DONNÉES FOURNIES.
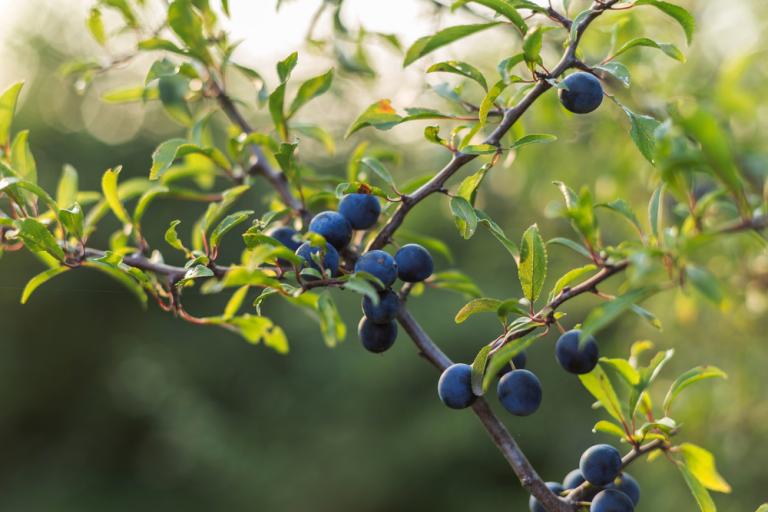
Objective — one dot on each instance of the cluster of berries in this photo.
(412, 263)
(610, 490)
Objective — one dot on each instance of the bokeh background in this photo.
(106, 407)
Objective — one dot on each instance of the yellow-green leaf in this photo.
(701, 464)
(8, 100)
(532, 269)
(41, 278)
(109, 189)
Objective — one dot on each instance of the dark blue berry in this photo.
(380, 265)
(377, 338)
(600, 464)
(629, 486)
(414, 263)
(330, 259)
(455, 386)
(611, 500)
(533, 503)
(361, 210)
(520, 392)
(574, 479)
(334, 228)
(583, 94)
(383, 312)
(576, 356)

TRAVAIL DEMANDÉ. Recopiez fidèlement l'ensemble des lignes ci-dessus, en omettant les images.

RÉSULTAT OBTENU.
Objective — one dot on each instance of the cluster of berries in this photo.
(412, 263)
(610, 490)
Objective — one dot on each instance of the bokeh background in this photo.
(106, 407)
Objective — one dot on each instance of the yellow-green leaf in this photo.
(701, 464)
(8, 100)
(532, 269)
(41, 278)
(109, 189)
Objective — one dot on each instance of the dark blue berry in this photo.
(380, 265)
(377, 338)
(600, 464)
(629, 486)
(414, 263)
(330, 259)
(455, 386)
(611, 500)
(533, 503)
(361, 210)
(520, 392)
(574, 479)
(334, 228)
(583, 94)
(383, 312)
(576, 356)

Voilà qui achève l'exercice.